** Opening Data for this task block **

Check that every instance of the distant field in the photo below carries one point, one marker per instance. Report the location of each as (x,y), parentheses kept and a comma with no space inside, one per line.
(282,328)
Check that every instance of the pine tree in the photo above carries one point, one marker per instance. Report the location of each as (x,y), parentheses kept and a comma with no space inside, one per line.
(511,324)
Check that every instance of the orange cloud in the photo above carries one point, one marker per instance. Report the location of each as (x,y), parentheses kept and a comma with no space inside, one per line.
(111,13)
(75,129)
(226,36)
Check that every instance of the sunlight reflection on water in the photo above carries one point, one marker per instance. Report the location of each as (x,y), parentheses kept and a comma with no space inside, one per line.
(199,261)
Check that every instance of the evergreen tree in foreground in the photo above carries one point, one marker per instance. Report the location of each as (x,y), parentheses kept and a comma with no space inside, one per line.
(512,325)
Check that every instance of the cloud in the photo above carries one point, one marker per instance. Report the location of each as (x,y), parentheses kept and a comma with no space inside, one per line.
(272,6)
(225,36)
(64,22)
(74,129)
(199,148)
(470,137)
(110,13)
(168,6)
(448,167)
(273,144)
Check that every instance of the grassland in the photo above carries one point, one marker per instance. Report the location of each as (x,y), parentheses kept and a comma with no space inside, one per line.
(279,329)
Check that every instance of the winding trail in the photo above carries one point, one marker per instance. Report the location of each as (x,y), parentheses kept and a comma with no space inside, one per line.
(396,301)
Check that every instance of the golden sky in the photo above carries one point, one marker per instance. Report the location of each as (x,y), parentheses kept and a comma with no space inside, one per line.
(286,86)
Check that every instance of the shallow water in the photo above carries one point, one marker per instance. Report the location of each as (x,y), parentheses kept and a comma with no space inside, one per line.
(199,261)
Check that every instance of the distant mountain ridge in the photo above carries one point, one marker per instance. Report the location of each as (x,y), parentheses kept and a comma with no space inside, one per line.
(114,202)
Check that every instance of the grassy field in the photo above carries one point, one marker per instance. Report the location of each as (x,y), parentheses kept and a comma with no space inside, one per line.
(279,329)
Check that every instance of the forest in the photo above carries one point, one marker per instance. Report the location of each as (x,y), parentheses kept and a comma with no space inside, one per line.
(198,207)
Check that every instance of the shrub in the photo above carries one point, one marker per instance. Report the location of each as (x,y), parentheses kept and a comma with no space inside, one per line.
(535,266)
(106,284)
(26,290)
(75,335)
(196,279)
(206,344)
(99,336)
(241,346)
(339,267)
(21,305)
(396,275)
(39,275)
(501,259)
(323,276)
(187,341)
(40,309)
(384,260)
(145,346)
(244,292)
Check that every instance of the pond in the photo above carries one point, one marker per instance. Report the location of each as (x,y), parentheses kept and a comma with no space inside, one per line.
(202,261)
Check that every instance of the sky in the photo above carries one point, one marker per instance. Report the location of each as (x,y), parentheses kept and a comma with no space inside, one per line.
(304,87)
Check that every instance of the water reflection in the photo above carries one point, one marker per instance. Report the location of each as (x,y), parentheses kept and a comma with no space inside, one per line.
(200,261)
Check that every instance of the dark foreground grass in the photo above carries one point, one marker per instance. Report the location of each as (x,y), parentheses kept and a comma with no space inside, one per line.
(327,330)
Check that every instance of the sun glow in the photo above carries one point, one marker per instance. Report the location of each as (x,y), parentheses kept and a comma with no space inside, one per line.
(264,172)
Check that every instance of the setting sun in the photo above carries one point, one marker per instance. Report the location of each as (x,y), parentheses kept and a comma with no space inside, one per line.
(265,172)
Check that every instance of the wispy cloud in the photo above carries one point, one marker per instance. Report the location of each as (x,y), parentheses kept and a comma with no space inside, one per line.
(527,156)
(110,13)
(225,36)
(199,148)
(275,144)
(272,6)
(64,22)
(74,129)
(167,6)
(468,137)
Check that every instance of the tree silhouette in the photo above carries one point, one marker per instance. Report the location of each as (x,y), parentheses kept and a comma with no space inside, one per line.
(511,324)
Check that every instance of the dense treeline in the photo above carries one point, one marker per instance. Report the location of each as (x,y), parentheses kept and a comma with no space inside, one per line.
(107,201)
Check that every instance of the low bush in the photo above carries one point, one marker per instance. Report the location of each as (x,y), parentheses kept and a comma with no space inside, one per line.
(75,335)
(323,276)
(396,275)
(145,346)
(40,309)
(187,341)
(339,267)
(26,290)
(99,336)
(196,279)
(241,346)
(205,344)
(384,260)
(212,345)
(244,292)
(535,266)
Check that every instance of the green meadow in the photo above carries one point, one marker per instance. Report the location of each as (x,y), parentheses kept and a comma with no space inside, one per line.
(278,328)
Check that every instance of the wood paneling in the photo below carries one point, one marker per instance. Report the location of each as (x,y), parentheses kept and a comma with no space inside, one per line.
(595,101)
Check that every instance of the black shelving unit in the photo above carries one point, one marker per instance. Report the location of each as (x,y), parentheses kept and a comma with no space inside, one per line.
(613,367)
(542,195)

** Closing Data for this task block **

- **Aim of the task**: Could you write out all the data exactly as it is given?

- **Answer space**:
Check that every instance of the distant field in the photo below carries one point, one marker per instance. Report the location of each as (x,y), parentheses kept and a comma with no space inside, one per line.
(282,328)
Check that every instance of the pine tree in the photo above carries one point, one marker per instance. Report the location of each as (x,y), parentheses kept and a comma with no space inside, one per line.
(511,324)
Check that every instance of the orange cloud in the photo above carries one point, one marker per instance. Report the location of each as (x,y), parentheses kept and a comma with no space inside, one per line.
(111,13)
(75,129)
(226,36)
Check that every instance of the sunlight reflection on water in the photo above carries one point, one marker per instance. Report the location of each as (x,y), parentheses kept and a comma with no space inside, one per line.
(199,261)
Check that every instance of the evergreen tree in foreground in the photo above carries one point, one marker per instance. Report the location of each as (x,y), parentheses kept and a comma with no space inside, one per line.
(512,325)
Check that every instance of the cloud in the photo above carries one point, one marker per instance. Report the location of each as (x,y), parentheses kept and a comma with no space inside, one per line.
(272,6)
(225,36)
(64,22)
(74,129)
(199,148)
(470,137)
(110,13)
(168,6)
(448,167)
(273,144)
Check that every instance of the grassland in the photo above carries one point, one marker per instance. Report the location of each as (x,y), parentheses kept and a comma with no space inside, one per line.
(279,329)
Check that every instance of the winding trail in the photo above carries one point, one marker per instance. Report the location of each as (x,y), parentheses kept and a comma with no space inside, one per line.
(396,301)
Check that every instance of the golden sky in the photo above carries one point, one marker per instance. Report the location of each as (x,y), parentheses kept and a comma with no space inside, one per line.
(286,86)
Check that every instance of the shallow water in the photo above carries one point, one marker per instance. Report the location of each as (x,y), parentheses kept and a comma with no space inside, one per line.
(199,261)
Check that every instance of the distant mountain ridge in the photo above carries one point, one marker per instance. Report the location of each as (x,y), parentheses kept and a comma with no space inside, one per line.
(114,202)
Check that every instance of the grassy field in the photo above carries one point, one marker per instance. Report the location of each as (x,y), parentheses kept and a comma with no space inside, one per line.
(279,329)
Check that every instance of the forest in the photo above carries one point, one marker per instance. Report the location of each as (x,y), parentheses kept and a comma with no space inside, one per line.
(198,207)
Check that every instance of the shrub in the photo above carries one point, one marker per instance. Report the location of each as (x,y), parentheses kept and a comma with no space inside, one per line.
(535,266)
(106,284)
(26,290)
(75,335)
(196,279)
(206,344)
(99,336)
(241,346)
(339,267)
(21,305)
(396,275)
(39,275)
(501,259)
(323,276)
(187,341)
(40,309)
(384,260)
(145,346)
(244,292)
Check that every instance of the pond in the photo above carries one point, one marker per instance. Report the location of each as (x,y), parentheses kept and a comma with no space inside, one per line.
(202,261)
Check that every instance of the sky in the photo above carries one point, one marker per instance. Report the location of each as (x,y), parentheses kept and a comma with no space inside, one per line.
(304,87)
Check that every instance of the water reflection in the photo above carries one point, one marker per instance. Report the location of each as (x,y), parentheses kept and a comma with no space inside, one per line.
(200,261)
Check that every instance of the dark foreground grass in the photo above carries one point, one marker per instance. Report the location of each as (x,y), parentheses kept and a comma with no space inside, one per line.
(327,330)
Check that every instance of the sun glow in the photo above carries one point, one marker per instance. Report the location of each as (x,y), parentheses kept and a comma with no space inside, one per line.
(264,172)
Check that every instance of the setting sun in the photo above carries one point, one marker per instance. Report the location of each as (x,y), parentheses kept and a comma with no space inside, one per line.
(265,172)
Check that every instance of the wispy cloud in the photo above carries one point, one marker per instance. Report the location of each as (x,y), parentheses kept and a comma with no space inside, one per line.
(527,156)
(110,13)
(225,36)
(199,148)
(275,144)
(272,6)
(64,22)
(74,129)
(167,6)
(468,137)
Check that every instance of the tree silhouette in the photo above carries one point, one marker per instance. Report the location of each as (x,y), parentheses kept and a comma with no space inside, one per line.
(511,324)
Check that every instance of the dense treeline in the photo above carries one point, one marker per instance. Report the location of each as (x,y), parentheses kept and a comma with no space inside, one per line.
(107,201)
Check that every instance of the low bush in the photo above carries one point, one marker per instance. Report the location of each as (x,y), parentheses kept and a comma with no space inside, one per line.
(75,335)
(323,276)
(396,275)
(145,346)
(40,309)
(187,341)
(339,267)
(26,290)
(99,336)
(196,279)
(241,346)
(205,344)
(384,260)
(212,345)
(244,292)
(535,266)
Check that every instance of the green meadow in the photo above carries one point, one marker per instance. Report the location of each as (x,y), parentheses kept and a comma with no space inside, one per line.
(278,328)
Check that every instance of the wood paneling in the photo below carries one point, one marker per instance. Report the location of each as (x,y), parentheses kept and a comma with no space inside, one per line.
(595,101)
Check that every instance of the black shelving unit in the photo above carries one point, one marker per instance. Report the location of each as (x,y), parentheses kept and a comma with no space inside, one per line.
(613,367)
(542,195)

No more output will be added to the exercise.